======== Excerpted text ========
On Friday, shares of Pacific Biosciences of California (PACB) soared over 16% intraday during the morning's trading session. The company develops, manufactures, and markets the PacBio RS II, a next-generation sequencing system expanding the field of science. The system utilizes Single Molecule, Real-Time DNA sequencing technology which provides the highest consensus accuracy and longest read lengths in the gene sequencing industry.
Yet as seen in the chart below, Pacific Biosciences has been in a steady decline over the last two months. Since September 25, the company has fallen more than 40% from $5.98 to $3.58. However, this decline was abruptly halted on Friday despite the lack of a news catalyst coming from the company itself. Indeed, what appears to have spurred the sudden rise comes from a rather large insider purchase conducted by CEO Michael Hunkapiller, Ph.D.
The Conviction Of A Leader
According to the Form 4 found here, Hunkapiller purchased 200,000 shares of Pacific Biosciences of California on November 21. The average share price of the transaction was $3.61 for a total value of $721,680. Altogether, the latest transaction raises Hunkapiller's holdings in the company 13.3% to exactly 1.7 million shares. This increases Hunkapiller's stake in the company to a little under 2.6% of the total shares outstanding.
The large insider purchase made by the head officer of this innovative company was not the first that he has ever conducted. However, the transaction stands to be rather symbolic in itself. First of all, the total value is the largest he's ever committed in a single reported transaction. Additionally, it also comes at a price level more than double that of his prior purchases. Last of all, it represents a continued conviction in a company in which he has taken on increasing responsibility.
Hunkapiller's dedication to Pacific Biosciences expands beyond mere ownership in the company. In the Form 8-K filed here, it notes that he also voluntarily opted to receive a $1 base salary from January 1 through December 31 of this year. This was conducted along with a similar action from CFO Susan Barnes, and it appears to have been done in order to preserve the cash reserves of the developing company.
Hunkapiller's entire stake in the company was purchased directly through the open market. His first purchase was made 2011 while he still served as a Director, a position he held since 2005. However, the bulk of his purchases since were bought at the company's lowest price levels. The CEO purchased 1.4 million shares when the company was trading between $1 - $2. It is largely believed that these transactions helped to reverse a falling investor sentiment.
========
_Questions on the material_:
1. Decide whether each statement agrees with the Pacific Biosciences article, answering yes or no and quoting the article's deciding words. (a) Hunkapiller bought 200,000 shares at an average price of $3.61. (b) A news announcement from the company set off Friday's rise. (c) Hunkapiller made his first purchase of company shares in 2005.
2. Resume the Pacific Biosciences article at the point where it stops.
The data that comes next has no connection to the Pacific Biosciences article.
======== Study material ========
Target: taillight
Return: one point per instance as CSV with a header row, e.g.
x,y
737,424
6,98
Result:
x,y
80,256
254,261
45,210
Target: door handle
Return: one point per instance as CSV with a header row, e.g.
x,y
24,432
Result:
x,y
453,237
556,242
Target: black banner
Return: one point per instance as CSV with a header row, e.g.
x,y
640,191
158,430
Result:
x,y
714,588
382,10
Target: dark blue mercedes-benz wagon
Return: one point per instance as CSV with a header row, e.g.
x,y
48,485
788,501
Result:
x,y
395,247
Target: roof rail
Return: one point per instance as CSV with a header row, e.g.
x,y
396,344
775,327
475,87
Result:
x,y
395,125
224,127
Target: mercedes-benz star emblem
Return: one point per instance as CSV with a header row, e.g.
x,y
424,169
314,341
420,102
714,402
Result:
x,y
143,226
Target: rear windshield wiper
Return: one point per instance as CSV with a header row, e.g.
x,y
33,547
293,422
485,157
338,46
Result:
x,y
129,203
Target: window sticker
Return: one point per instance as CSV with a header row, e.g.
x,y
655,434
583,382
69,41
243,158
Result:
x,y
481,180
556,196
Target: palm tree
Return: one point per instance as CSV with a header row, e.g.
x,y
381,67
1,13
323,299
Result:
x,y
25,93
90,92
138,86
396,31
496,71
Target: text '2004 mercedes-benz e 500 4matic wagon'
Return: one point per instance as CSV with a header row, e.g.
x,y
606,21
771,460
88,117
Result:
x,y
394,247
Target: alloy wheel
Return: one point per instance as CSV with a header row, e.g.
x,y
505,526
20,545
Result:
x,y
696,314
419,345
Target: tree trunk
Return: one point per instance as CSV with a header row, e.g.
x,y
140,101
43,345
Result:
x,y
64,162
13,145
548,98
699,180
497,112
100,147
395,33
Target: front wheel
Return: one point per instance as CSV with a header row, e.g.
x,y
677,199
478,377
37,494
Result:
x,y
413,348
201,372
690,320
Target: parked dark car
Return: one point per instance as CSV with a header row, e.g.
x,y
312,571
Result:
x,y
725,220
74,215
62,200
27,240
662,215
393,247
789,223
========
_Outputs for the tasks_:
1.
(a) Yes: "Hunkapiller purchased 200,000 shares of Pacific Biosciences of California on November 21. The average share price of the transaction was $3.61"
(b) No: "despite the lack of a news catalyst coming from the company itself"
(c) No: "His first purchase was made 2011 while he still served as a Director, a position he held since 2005."

2.
A Look At The Company Now
Based on the intraday price of $4.07, Pacific Biosciences now trades with a market capitalization of $266.7 million. As of September, the company held total current assets of $141.8 million and total current liabilities of $22.5 million. This results in a working capital of $119.3 million. The company continues to spend more than it is taking in. However, over the last 3 years the company has sequentially reduced its cash outflow from $121.9 million in 2010, to $103.0 million in 2011, and ultimately to $76.8 million in 2012.
Pacific Biosciences continues to burn through its cash reserves as the company's ramps up its product sales. As of the last quarter, the company experienced a net loss of $20.5 million based on revenue of $7.4 million. Nevertheless, $10.4 million of this was spent on ongoing research and development. It is possible that this additional expense may be further reduced should the company face a tighter cash situation.
Despite the continued losses, the company has seen increasing traction over the past few quarters. Industry acceptance has largely improved and it is now recognized that Pacific Biosciences has some of the best system performance metrics currently available. Most recently, Pacific Biosciences announced an agreement with Roche (RHHBY) in a deal that provided the company a near-term cash payment and long-term market channel. The deal helped to further delay Pacific Biosciences' cash burn while also establishing a long-term partner going forward.
It remains an encouraging sign that the company's CEO continues to see a strong investment future in Pacific Biosciences. The latest purchase remains another measure of his ongoing conviction that investors have come to respect. These purchases remain secondary to the personal effort to stem the company's losses as it ramps up its commercial sales. This continues to be witnessed by his willingness to reduce his base salary to $1 for the year.
At the same time, Pacific Biosciences continues to gain increasing traction as witnessed by its growing industry acceptance. The company continues to experience net losses, but also remains an active developer of its PacBio RS II system. Cash remains an ongoing concern for the company, and further dilution may be necessary down the road. Nevertheless, Pacific Biosciences remains well positioned for a growing market when one looks out from a long-term perspective.